* **Что нужно сделать**
1. Перепишите фрагмент отзыва о романе «Translit», заменив «прекрасном» на «известном». Начните со слов «Так выглядят книги, изданные» и остановитесь после слов «нынешними полиграфическими шедеврами.».
2. Перескажите короче абзац отзыва о романе «Translit», который начинается со слов «Во-первых, конечно», сохранив его основные факты.
3. Выпишите все названия книг Клюева, которые упоминаются в отзыве о романе «Translit».

* **Исходный текст**
╭──
Translit. Роман-петля. Евгений Клюев.

Apr 12, 2014 10:17



Как же долго я мучил этот текст. Недели три. А текст все это время мучил меня.

“Давай друг-друга мучить, уродовать, калечить… чтобы запомнить лучше, чтобы расстаться легче”. (с)

Все, буквально все обстоятельства благоприятствовали нашей встрече, а вот поди ж ты.

Во-первых, конечно, богоравный Клюев, который еще ни разу меня не разочаровал с тех далеких уже пор, когда кто-то вложил в мои жадные до печатной продукции ручонки первое издание его первой книжки “Между двух стульев”, в бумажной обложке и на желтой бумаге.

Вот это вот:



Так выглядят книги, изданные на средства автора. Впрочем, следующая “Книга теней” вышла в прекрасном издательстве “Приор” примерно в том же виде.



Разве сравнишь с нынешними полиграфическими шедеврами.

Уже тогда мне стоило хотя бы задуматься над названием первого романа. Эта тема “между…” с самого начала, видимо, громоздилась в голове у автора и дожидалась случая, чтобы вытеснить все остальные.

Текст “Translit” - это мономаниакальное полнейшее исследование этой темы. Впрочем, обо всем по порядку.
╰──
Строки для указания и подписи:
╭──
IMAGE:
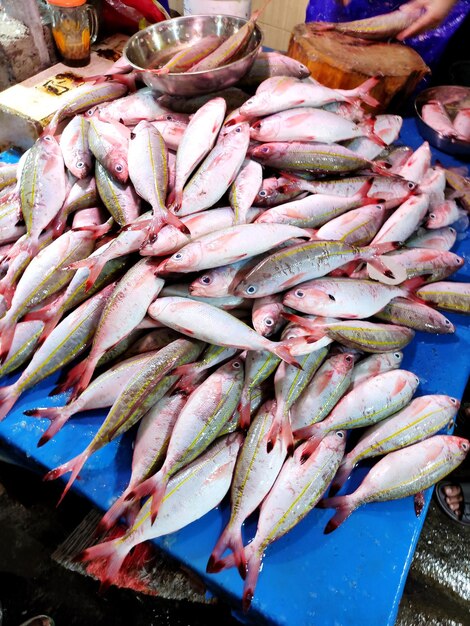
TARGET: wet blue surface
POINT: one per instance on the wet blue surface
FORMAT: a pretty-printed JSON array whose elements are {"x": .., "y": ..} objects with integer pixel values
[{"x": 354, "y": 576}]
╰──
* **Ожидаемые ответы**
1.
Так выглядят книги, изданные на средства автора. Впрочем, следующая “Книга теней” вышла в известном издательстве “Приор” примерно в том же виде.



Разве сравнишь с нынешними полиграфическими шедеврами.

2. Первое благоприятное обстоятельство — сам Клюев. Он ни разу не разочаровал автора отзыва с тех пор, как тому в руки попало первое издание первой книги Клюева «Между двух стульев» в бумажной обложке и на желтой бумаге.

3.
Translit
Между двух стульев
Книга теней